What to do - Turn every line of the records below into a numbered list, skipping any blank lines. Leave the pictures out of your answer.

(Excerpts of labeled region data)

______________________________

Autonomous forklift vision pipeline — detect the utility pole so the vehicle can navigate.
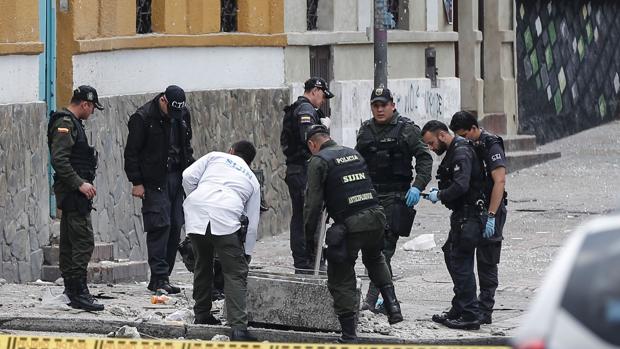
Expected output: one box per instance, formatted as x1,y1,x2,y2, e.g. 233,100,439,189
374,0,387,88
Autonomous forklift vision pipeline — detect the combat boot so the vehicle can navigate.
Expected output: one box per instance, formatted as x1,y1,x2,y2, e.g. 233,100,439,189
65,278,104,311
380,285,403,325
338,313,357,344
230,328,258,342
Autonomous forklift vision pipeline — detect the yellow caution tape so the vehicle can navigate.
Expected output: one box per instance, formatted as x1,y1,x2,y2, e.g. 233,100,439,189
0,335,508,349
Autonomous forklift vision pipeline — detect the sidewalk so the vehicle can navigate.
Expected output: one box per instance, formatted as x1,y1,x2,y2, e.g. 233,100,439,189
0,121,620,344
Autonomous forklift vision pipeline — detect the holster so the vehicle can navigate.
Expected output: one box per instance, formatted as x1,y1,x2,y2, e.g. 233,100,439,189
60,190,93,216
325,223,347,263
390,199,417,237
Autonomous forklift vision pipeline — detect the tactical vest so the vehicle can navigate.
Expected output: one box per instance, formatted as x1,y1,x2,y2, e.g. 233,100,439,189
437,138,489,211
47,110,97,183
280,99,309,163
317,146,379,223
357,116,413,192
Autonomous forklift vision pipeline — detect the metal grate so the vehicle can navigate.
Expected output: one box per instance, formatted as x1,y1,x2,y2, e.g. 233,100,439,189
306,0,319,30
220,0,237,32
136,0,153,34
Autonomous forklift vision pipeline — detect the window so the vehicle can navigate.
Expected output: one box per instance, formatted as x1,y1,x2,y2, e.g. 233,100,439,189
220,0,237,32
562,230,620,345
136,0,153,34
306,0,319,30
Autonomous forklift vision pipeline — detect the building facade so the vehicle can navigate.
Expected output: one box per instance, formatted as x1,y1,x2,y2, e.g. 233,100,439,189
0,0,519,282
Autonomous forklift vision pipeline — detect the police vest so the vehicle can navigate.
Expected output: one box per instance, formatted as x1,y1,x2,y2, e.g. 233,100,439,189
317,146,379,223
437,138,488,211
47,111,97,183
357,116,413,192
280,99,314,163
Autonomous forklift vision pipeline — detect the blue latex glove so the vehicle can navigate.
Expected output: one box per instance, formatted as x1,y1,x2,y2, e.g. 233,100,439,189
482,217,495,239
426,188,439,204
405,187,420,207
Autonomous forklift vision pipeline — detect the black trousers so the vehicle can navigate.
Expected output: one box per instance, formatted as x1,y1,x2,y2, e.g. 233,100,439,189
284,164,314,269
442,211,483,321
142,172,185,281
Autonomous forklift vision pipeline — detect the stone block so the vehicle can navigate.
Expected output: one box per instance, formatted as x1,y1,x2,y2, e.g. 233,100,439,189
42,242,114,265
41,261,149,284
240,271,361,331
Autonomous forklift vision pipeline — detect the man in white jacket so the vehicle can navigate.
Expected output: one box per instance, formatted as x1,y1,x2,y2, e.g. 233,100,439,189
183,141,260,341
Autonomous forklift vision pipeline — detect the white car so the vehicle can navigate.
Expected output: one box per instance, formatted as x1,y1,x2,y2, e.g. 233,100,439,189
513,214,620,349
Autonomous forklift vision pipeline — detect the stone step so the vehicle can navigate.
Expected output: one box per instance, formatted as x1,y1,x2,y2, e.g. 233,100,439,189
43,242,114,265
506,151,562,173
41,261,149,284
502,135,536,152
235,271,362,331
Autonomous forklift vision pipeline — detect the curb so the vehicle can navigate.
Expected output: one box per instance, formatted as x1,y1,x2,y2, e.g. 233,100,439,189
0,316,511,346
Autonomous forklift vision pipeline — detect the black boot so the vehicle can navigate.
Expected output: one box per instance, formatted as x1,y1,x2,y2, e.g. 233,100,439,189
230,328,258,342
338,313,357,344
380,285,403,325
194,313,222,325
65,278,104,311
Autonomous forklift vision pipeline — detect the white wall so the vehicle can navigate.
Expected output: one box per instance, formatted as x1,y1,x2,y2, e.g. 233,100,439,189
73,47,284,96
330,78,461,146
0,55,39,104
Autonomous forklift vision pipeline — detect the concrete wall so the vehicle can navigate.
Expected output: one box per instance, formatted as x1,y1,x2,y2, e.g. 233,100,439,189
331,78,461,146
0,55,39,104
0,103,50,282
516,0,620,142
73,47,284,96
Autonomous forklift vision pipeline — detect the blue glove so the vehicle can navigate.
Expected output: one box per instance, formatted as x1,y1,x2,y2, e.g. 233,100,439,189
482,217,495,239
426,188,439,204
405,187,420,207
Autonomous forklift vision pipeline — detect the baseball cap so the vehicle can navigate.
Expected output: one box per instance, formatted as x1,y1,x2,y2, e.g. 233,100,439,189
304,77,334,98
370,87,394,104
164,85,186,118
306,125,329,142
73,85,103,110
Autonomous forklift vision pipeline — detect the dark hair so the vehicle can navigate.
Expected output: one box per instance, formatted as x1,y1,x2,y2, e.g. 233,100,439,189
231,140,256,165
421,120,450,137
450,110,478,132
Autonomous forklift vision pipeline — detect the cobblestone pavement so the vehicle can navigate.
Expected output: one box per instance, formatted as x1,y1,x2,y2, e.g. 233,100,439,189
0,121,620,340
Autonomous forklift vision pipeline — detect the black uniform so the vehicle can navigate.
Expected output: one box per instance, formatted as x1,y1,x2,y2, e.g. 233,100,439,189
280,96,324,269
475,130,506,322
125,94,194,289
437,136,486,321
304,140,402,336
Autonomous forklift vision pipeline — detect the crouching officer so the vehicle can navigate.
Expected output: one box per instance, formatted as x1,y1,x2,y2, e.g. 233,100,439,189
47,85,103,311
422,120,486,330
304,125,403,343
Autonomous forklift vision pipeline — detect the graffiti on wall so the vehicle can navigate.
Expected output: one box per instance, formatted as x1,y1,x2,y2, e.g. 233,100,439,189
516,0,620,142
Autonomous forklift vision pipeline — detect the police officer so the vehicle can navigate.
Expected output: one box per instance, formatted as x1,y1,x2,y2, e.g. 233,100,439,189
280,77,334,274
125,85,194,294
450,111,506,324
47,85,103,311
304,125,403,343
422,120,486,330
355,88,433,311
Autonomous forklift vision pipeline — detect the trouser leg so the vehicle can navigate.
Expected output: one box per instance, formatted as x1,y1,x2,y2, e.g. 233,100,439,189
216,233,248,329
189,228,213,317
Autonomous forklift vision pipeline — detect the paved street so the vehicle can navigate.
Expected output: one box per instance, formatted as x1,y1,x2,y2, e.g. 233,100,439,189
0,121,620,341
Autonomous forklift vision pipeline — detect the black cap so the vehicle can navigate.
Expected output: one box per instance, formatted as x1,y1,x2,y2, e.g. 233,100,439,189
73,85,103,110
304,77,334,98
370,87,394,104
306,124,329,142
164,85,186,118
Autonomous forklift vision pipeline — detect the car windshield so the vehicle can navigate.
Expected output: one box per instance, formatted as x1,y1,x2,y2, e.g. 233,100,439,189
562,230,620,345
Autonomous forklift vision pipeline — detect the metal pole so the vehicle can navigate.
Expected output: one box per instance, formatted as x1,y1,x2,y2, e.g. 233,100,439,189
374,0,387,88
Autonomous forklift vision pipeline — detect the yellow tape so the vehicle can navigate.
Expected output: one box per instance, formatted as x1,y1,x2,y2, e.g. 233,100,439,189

______________________________

The completed task -
1. Autonomous forklift vision pipeline — detect the utility pole so the vehicle can navigate.
2. Expected output: one box per instance, formatted as x1,y1,x2,y2, e.g. 233,100,439,189
3. 374,0,387,88
4. Autonomous forklift vision pipeline — detect the combat boot so the vehicle can navigate.
5. Expected output: one box per instance, formatted as x1,y1,x2,y2, e.g. 233,100,439,189
6. 65,278,104,311
7. 380,285,403,325
8. 338,313,357,344
9. 230,328,258,342
10. Autonomous forklift vision pipeline — detect the yellow caution tape so the vehicle can navigate.
11. Expected output: one box per instance, formatted as x1,y1,x2,y2, e.g. 233,100,439,189
12. 0,335,508,349
13. Autonomous forklift vision pipeline — detect the sidewalk so the vehicle can navigate.
14. Expected output: one box per instance, formatted as x1,y1,x2,y2, e.g. 233,100,439,189
15. 0,121,620,344
16. Autonomous forklift vision pipeline — detect the holster so the vehicle can navigate.
17. Expected output: one box per instance, formatted as x1,y1,x2,y2, e.g. 233,100,439,189
18. 60,190,93,216
19. 325,223,347,263
20. 390,199,417,237
21. Autonomous forklift vision pipeline — detect the tactical vest so the vehicle can navigate.
22. Expected output: one box per instance, formatted as x1,y1,x2,y2, e.g. 233,100,439,189
23. 437,138,489,211
24. 47,110,97,183
25. 280,99,309,163
26. 317,146,379,223
27. 357,116,413,192
28. Autonomous forklift vision pipeline — detect the metal grate so the vehicle can navigate.
29. Expected output: one box per instance, formatted as x1,y1,x2,y2, e.g. 233,100,439,189
30. 306,0,319,30
31. 220,0,237,32
32. 136,0,153,34
33. Autonomous forklift vision pipeline — detect the window so the vehicle can navigate.
34. Expected output: one box per instance, formatted as x1,y1,x2,y2, e.g. 233,100,439,189
35. 220,0,237,32
36. 562,230,620,345
37. 136,0,153,34
38. 306,0,319,30
39. Autonomous forklift vision pipeline — detect the building facade so the vehicle can navigate.
40. Expected output: one box per instance, formatted as x1,y1,x2,y2, e.g. 233,100,439,189
41. 0,0,519,282
42. Autonomous forklift vision pipeline — detect the police vest so the vehicle can navigate.
43. Expected output: one box per instance, formatted as x1,y1,x2,y2, e.g. 233,100,439,189
44. 317,146,379,223
45. 437,138,488,211
46. 47,111,97,183
47. 357,116,413,192
48. 280,99,314,163
49. Autonomous forklift vision pipeline — detect the blue latex glove so the vehicle can navigate.
50. Expected output: one box per instance, formatted as x1,y1,x2,y2, e.g. 233,100,439,189
51. 482,217,495,239
52. 426,188,439,204
53. 405,187,420,207
54. Autonomous forklift vision pipeline — detect the black trousers so the vehicle can navigate.
55. Expected output: one box per instance, formatted as x1,y1,x2,y2, e.g. 233,100,439,189
56. 284,164,314,269
57. 442,211,483,321
58. 142,172,185,281
59. Autonomous forklift vision pipeline — detect the stone block so the vehicle can navigate.
60. Expected output: one box per instance, formatted as x1,y1,x2,y2, e.g. 233,100,439,189
61. 42,242,114,265
62. 41,261,149,284
63. 240,271,361,331
64. Autonomous forklift vision pipeline — detect the man in white jacket so the vehicle can navigate.
65. Expected output: one box per instance, formatted as x1,y1,x2,y2, e.g. 233,100,439,189
66. 183,141,260,341
67. Autonomous forklift vision pipeline — detect the white car so the vehicle can navigate.
68. Expected output: one box per instance, formatted as x1,y1,x2,y2, e.g. 233,100,439,189
69. 513,214,620,349
70. Autonomous forklift vision pipeline — detect the stone step so the vehicle can navigate.
71. Expected output: one box per instance, formatted as x1,y1,x2,y2, e.g. 233,100,439,189
72. 43,242,114,265
73. 506,151,562,173
74. 41,261,149,284
75. 502,135,536,152
76. 235,271,362,331
77. Autonomous forklift vision pipeline — detect the curb so the vehicle can navigate.
78. Expected output: one box per instance, formatted as x1,y1,x2,y2, e.g. 233,100,439,189
79. 0,316,511,346
80. Autonomous forklift vision pipeline — detect the black boot so the vehicle can navigate.
81. Expected output: one box per instance, formatted as x1,y1,x2,y2, e.g. 233,100,439,189
82. 230,328,258,342
83. 338,313,357,344
84. 380,285,403,325
85. 194,313,222,325
86. 65,278,104,311
87. Autonomous forklift vision pipeline — detect the white wall so the vehicle can navigate.
88. Expected output: one box per instance, formatted as x1,y1,x2,y2, e.g. 233,100,439,189
89. 73,47,284,96
90. 330,78,461,146
91. 0,55,39,104
92. Autonomous forklift vision pipeline — detect the concrete wall so the vehicle can navigate.
93. Expected output: one box per instance, formatted as x1,y1,x2,y2, e.g. 233,100,439,189
94. 331,78,461,146
95. 0,55,39,104
96. 0,103,50,282
97. 516,0,620,142
98. 73,47,284,96
99. Autonomous forklift vision pipeline — detect the blue glove so the vehicle can navigate.
100. Expected output: one box per instance, formatted as x1,y1,x2,y2, e.g. 233,100,439,189
101. 482,217,495,239
102. 426,188,439,204
103. 405,187,420,207
104. Autonomous forklift vision pipeline — detect the baseball cap so the vehicle can navigate.
105. Expected output: one box per instance, formatted as x1,y1,x2,y2, e.g. 233,100,439,189
106. 304,77,334,98
107. 370,87,394,104
108. 164,85,186,118
109. 306,125,329,142
110. 73,85,103,110
111. Autonomous forklift vision pipeline — detect the dark hair so the vehicle can navigate.
112. Expected output: one box per instance, formatted as x1,y1,x2,y2, e.g. 233,100,439,189
113. 231,140,256,165
114. 421,120,450,137
115. 450,110,478,132
116. Autonomous forklift vision pipeline — detect the cobblestone pavement so the vehicle can navigate.
117. Expected output: one box per instance, formatted as x1,y1,x2,y2, e.g. 233,100,439,189
118. 0,121,620,340
119. Autonomous forklift vision pipeline — detect the black uniform so the vehicle can navigate.
120. Expected output: one box per instance, formatted as x1,y1,x2,y2, e.g. 233,100,439,189
121. 280,96,324,269
122. 475,130,506,322
123. 125,94,194,289
124. 437,136,486,321
125. 304,140,402,336
126. Autonomous forklift vision pipeline — detect the crouching officer so the vehicle can navigate.
127. Expected output: one box per instance, formatted as x1,y1,x2,y2, e.g. 233,100,439,189
128. 47,85,103,311
129. 422,120,486,330
130. 304,125,403,343
131. Autonomous forklift vision pipeline — detect the graffiti on wall so the vehicle can navigate.
132. Expected output: one box per instance, formatted as x1,y1,x2,y2, e.g. 233,100,439,189
133. 516,0,620,142
134. Autonomous forklift vision pipeline — detect the police officer so the vehicle can navigate.
135. Expected output: one box per instance, formatted as x1,y1,x2,y2, e.g. 233,100,439,189
136. 280,77,334,274
137. 125,85,194,294
138. 450,111,506,324
139. 47,85,103,311
140. 304,125,403,343
141. 422,120,486,330
142. 355,88,433,311
143. Autonomous forklift vision pipeline — detect the trouser leg so the vehicle can navigate.
144. Expected output: one box per instance, formatted as x1,y1,x2,y2, e.g. 233,100,439,189
145. 216,233,248,329
146. 189,228,213,317
147. Autonomous forklift vision pipeline — detect the paved street so the vehicle can navigate.
148. Expected output: one box per instance, formatted as x1,y1,x2,y2, e.g. 233,100,439,189
149. 0,121,620,341
150. Autonomous forklift vision pipeline — detect the black cap so the vehicle can navigate.
151. Expected output: one box per instance, formatted as x1,y1,x2,y2, e.g. 233,100,439,189
152. 73,85,103,110
153. 304,77,334,98
154. 370,87,394,104
155. 306,124,329,142
156. 164,85,186,118
157. Autonomous forklift vision pipeline — detect the car windshield so the vehicle can navigate.
158. Expected output: one box per instance, formatted as x1,y1,x2,y2, e.g. 233,100,439,189
159. 562,230,620,345
160. Autonomous forklift vision pipeline — detect the metal pole so the vehicle can navigate.
161. Expected output: one box per instance, formatted as x1,y1,x2,y2, e.g. 233,100,439,189
162. 374,0,387,88
163. Autonomous forklift vision pipeline — detect the yellow tape so the vehicle can navigate.
164. Expected output: one box per instance, formatted as x1,y1,x2,y2, e.g. 233,100,439,189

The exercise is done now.